**SOURCE EXTRACT:**
════

At this stage the RG believes that it is still grappling with an effective entry strategy, and it is not of the opinion that its yet time to consider any form of exit strategy. The future plans of the RG include continue work in inter-domain routing, micro-mobility, mobile ad-hoc networking routing issues, consideration of the total routing cost. Outside of these immediate plans the RG is awaiting further ideas and proposals.
While it was noted that there is no strong consensus in the research area as to the future directions of routing, and there are a large number of research topics in this domain.
9. IPv6 Transition Workshop
Rob Austein noted interest in this topic from the IESG, and a consensus that this was a good workshop topic. The issue here is that a number of proposed transition mechanisms create new security issues, and are not necessarily deployable solutions.

════

**DATA RECORDS:**

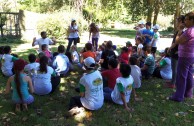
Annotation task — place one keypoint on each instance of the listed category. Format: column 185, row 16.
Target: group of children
column 107, row 75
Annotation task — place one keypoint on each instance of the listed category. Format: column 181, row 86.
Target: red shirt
column 124, row 58
column 111, row 75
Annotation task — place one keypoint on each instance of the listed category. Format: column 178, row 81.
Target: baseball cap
column 88, row 62
column 141, row 22
column 156, row 26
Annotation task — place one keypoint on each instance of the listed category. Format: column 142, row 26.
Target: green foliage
column 57, row 24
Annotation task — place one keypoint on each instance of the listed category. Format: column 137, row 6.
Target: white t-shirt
column 136, row 74
column 75, row 57
column 60, row 63
column 94, row 97
column 42, row 82
column 127, row 86
column 7, row 64
column 166, row 71
column 73, row 34
column 42, row 41
column 155, row 39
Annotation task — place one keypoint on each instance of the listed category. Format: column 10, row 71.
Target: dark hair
column 147, row 48
column 125, row 70
column 61, row 49
column 43, row 64
column 190, row 15
column 124, row 49
column 88, row 46
column 43, row 47
column 133, row 60
column 32, row 58
column 68, row 54
column 113, row 63
column 141, row 39
column 181, row 18
column 1, row 49
column 166, row 52
column 42, row 33
column 7, row 49
column 135, row 48
column 149, row 23
column 109, row 45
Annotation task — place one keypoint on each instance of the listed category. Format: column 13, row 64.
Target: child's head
column 7, row 49
column 133, row 60
column 101, row 48
column 44, row 47
column 1, row 49
column 109, row 45
column 128, row 44
column 139, row 40
column 32, row 58
column 156, row 27
column 124, row 50
column 89, row 63
column 113, row 63
column 114, row 47
column 61, row 49
column 146, row 50
column 166, row 52
column 43, row 34
column 125, row 70
column 88, row 47
column 73, row 48
column 134, row 49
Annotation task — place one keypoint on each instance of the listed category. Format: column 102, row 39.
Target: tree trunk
column 176, row 15
column 156, row 11
column 150, row 10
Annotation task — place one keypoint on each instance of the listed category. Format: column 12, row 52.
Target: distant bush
column 56, row 24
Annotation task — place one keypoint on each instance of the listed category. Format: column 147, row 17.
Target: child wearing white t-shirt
column 155, row 39
column 7, row 62
column 91, row 89
column 123, row 88
column 32, row 67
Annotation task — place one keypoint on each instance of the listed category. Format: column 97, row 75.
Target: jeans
column 107, row 94
column 71, row 40
column 174, row 63
column 184, row 80
column 95, row 43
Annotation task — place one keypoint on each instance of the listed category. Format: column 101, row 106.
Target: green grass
column 154, row 110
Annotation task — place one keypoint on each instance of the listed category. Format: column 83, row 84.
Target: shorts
column 153, row 50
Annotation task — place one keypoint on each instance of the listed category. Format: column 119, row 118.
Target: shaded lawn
column 50, row 109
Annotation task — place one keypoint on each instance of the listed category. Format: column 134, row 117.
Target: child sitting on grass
column 123, row 88
column 7, row 62
column 20, row 83
column 110, row 75
column 91, row 89
column 32, row 66
column 124, row 57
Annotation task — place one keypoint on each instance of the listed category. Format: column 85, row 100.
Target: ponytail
column 43, row 64
column 18, row 83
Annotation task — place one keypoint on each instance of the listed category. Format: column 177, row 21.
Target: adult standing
column 43, row 40
column 73, row 34
column 184, row 80
column 174, row 53
column 94, row 30
column 148, row 34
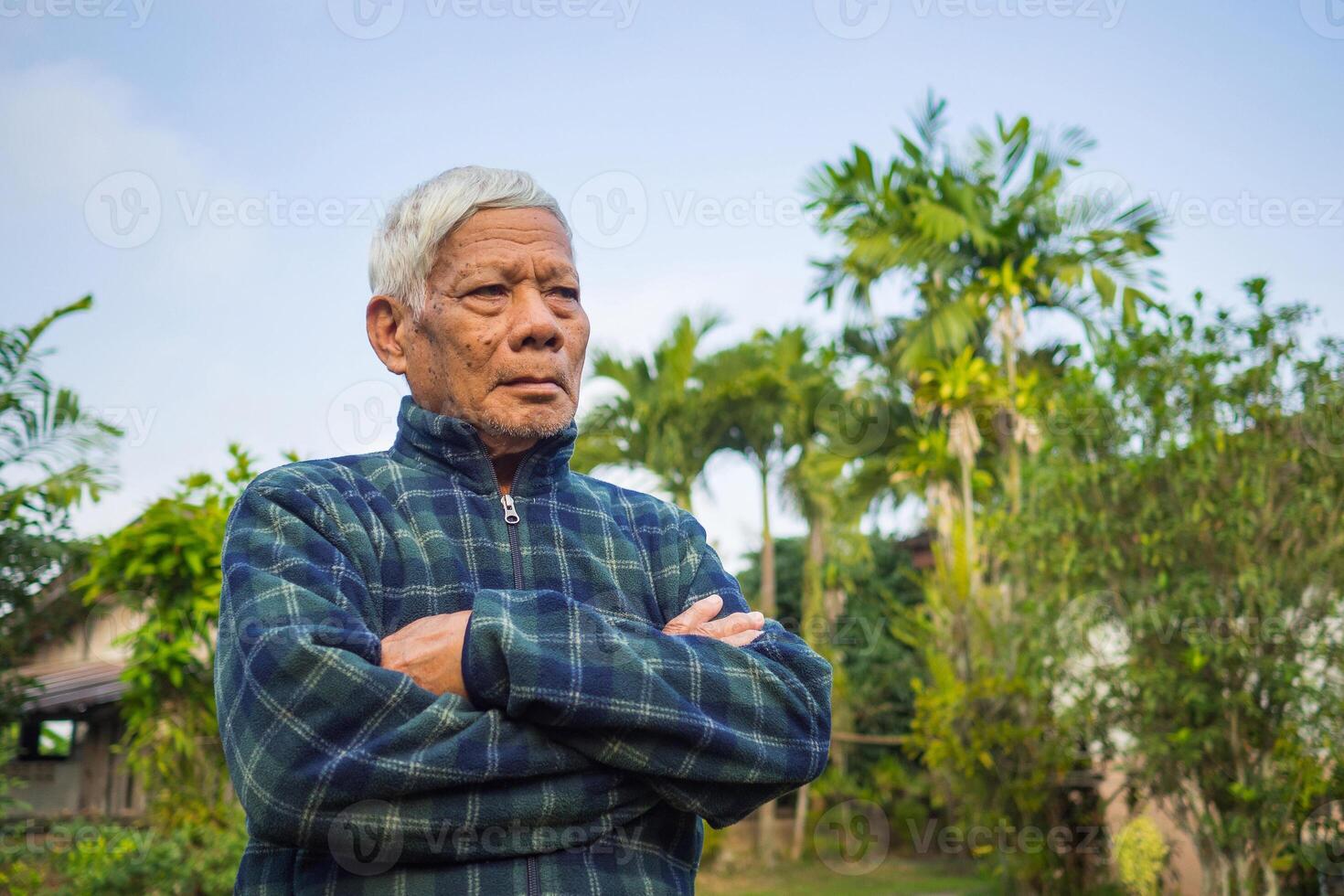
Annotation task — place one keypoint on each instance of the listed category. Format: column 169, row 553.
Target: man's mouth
column 539, row 384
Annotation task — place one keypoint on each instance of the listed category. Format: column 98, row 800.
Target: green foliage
column 1140, row 856
column 165, row 567
column 977, row 229
column 51, row 454
column 1191, row 517
column 659, row 420
column 78, row 858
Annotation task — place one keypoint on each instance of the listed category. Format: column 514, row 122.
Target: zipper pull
column 509, row 513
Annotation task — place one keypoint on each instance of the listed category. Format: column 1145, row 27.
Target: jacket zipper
column 511, row 520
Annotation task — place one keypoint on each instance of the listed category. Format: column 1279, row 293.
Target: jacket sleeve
column 325, row 746
column 714, row 729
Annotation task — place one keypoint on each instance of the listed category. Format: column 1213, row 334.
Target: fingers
column 742, row 638
column 731, row 624
column 695, row 615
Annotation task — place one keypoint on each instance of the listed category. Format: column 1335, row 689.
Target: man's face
column 503, row 336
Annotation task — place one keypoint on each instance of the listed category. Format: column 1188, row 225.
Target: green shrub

════

**WHAT IS EXPECTED:**
Continue the meeting report on routing research and the IPv6 transition workshop from where it stops above, picking up right after its last sentence.

**THE RESULT:**
Potential outcomes include considerations document in classifying solutions in terms of their risks. The intention is to look more at classes of mechanisms rather than specific mechanisms. In practice it appears that the V6ops WG could use some assistance in this area, and it is intended to coordinate V6 and V6ops WG chairs on this. It is noted that a number of unfinished ngtrans items have not been integrated into the V6ops charter, and the utility and security of various proposed transition mechanisms has yet to be explored.
The proposal is to be recirculated with the intention of preparing logistics for the workshop.
10. IAB Plenary Session
IAB Chair
The IAB chair reported to the plenary of the IETF on recent IAB activities, including the IAB Network Management Workshop, the UNSAF RFC, the Architectural Considerations RFC, the joint IESG / IAB retreat and the responses to the ICANN Evolution and Reform process.
ISOC
Lynn St Amour of ISOC presented plaques to IAB and IESG members whose terms had ended in 2002 in recognition of their service to the IETF. Plaques were presented to Brian Carpenter, John Klensin, Henning Schulzerinne, Marcus Leech, and Jon Crowcroft (absent)
ICANN
An update on ICANN was presented, noting the intended arrangements relating to the nomination of 2 members to a Technical Liaison Group, a non-voting liaison to the ICANN Board and 1 (of a total of 19) voting member to the Nominating Committee. The relationship is noted as becoming predominately liaison related.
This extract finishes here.